## [What this task involves]
Transcribe the material below exactly as it appears.

## [Provided material]
* * * * * * * * *
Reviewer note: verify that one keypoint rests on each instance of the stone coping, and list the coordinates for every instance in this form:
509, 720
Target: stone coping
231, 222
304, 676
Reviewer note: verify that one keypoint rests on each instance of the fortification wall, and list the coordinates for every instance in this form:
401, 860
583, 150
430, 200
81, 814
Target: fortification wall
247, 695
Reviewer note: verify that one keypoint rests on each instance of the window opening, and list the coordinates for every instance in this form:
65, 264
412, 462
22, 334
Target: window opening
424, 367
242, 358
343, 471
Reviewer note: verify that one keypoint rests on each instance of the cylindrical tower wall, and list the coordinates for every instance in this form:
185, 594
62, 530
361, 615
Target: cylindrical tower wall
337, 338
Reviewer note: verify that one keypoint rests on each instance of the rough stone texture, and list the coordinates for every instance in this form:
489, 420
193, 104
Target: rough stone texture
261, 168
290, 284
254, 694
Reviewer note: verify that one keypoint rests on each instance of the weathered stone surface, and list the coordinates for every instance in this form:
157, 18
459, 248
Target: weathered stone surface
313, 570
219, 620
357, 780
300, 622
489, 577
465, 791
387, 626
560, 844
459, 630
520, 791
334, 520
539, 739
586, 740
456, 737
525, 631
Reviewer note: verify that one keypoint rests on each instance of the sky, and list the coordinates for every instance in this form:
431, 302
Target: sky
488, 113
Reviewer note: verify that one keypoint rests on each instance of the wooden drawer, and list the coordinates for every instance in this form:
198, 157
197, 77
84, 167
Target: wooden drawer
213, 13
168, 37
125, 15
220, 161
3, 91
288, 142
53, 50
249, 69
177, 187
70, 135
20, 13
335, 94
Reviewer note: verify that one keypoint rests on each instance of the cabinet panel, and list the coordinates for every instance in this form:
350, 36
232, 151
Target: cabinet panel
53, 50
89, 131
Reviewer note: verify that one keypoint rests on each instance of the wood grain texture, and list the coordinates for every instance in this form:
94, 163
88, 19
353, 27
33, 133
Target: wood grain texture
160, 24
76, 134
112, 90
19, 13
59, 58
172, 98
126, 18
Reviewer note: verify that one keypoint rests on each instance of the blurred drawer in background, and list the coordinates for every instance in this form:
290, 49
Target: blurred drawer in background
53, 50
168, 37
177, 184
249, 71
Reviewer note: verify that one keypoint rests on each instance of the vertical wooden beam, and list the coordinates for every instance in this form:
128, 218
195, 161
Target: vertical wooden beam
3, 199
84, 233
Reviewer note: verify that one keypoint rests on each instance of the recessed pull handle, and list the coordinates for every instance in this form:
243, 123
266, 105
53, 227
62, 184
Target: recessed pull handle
* * * * * * * * *
## [Right answer]
Reviewer note: verify that one keypoint rests on each instance of the stone coping, and list the coordinates for every instance in this form:
509, 720
Target: stone coping
231, 222
304, 676
Reviewer note: verify that one keypoint rests on each instance of the fortification wall, and list the coordinates for every instance in this form:
401, 860
583, 150
430, 200
81, 814
Target: fortification wall
247, 695
Reviewer note: verify that one keypoint rests on each instance of the window opening, and list the coordinates for every instance in this form:
65, 264
412, 462
22, 334
Target: window opening
424, 367
242, 358
343, 471
Reviewer note: verify that one keypoint rests on each instance of the cylindrical tower wall, and list the coordinates for every instance in this form:
185, 594
62, 530
361, 615
Target: cylindrical tower wall
337, 338
Reviewer note: verify that one keypoint rests on each instance of the rough stone texture, and list the coordinates for every instance in this form:
489, 420
193, 104
Target: rough stone texture
261, 168
290, 284
254, 694
Reviewer note: verify that one keypoint rests on each instance of the weathered stone surface, and list the coordinates for every instance in this form:
157, 18
459, 248
Target: weathered stone surface
313, 570
219, 620
357, 780
300, 622
489, 577
465, 791
387, 626
560, 844
459, 630
520, 791
334, 520
539, 739
586, 740
456, 737
525, 631
Reviewer note: verify that one keypoint rests on each instance of the sky, and list the coordinates for every instance in this form:
431, 302
Target: sky
488, 113
Reviewer note: verify that one keypoint rests on each instance of the wooden drawer, and list the coordinates for every instance in this form:
198, 157
197, 77
84, 167
Target: wooden drawer
213, 13
168, 37
125, 15
220, 161
3, 91
288, 142
53, 50
249, 69
177, 187
70, 135
20, 13
335, 94
Reviewer note: verify that one keypoint rests on each instance of the cabinet panel, and list the coordinates for every instance in this form:
350, 36
232, 151
Target: cabinet panel
53, 50
89, 131
Reviewer note: verify that one keypoint rests on each instance of the wood grain texture, and list the coordinates for every instance in this form:
94, 163
88, 19
353, 27
33, 133
Target: wood grain texture
160, 24
76, 134
112, 90
19, 13
59, 58
172, 98
126, 18
Reviewer note: verify that one keypoint rests on each instance of the blurred drawer in background, and list the coordinates for every instance in this form:
290, 49
Target: blurred drawer in background
53, 50
168, 37
177, 184
249, 71
Reviewer note: verify that one keypoint rests on each instance of the vertical wooden beam, and list the coordinates for every instance in this form:
128, 218
195, 161
Target: vertical wooden beam
3, 199
84, 233
Reviewer note: verify that one keypoint rests on each instance of the recessed pull handle, and list the coordinates for every instance in this form:
243, 123
266, 105
53, 227
62, 184
Target: recessed pull handle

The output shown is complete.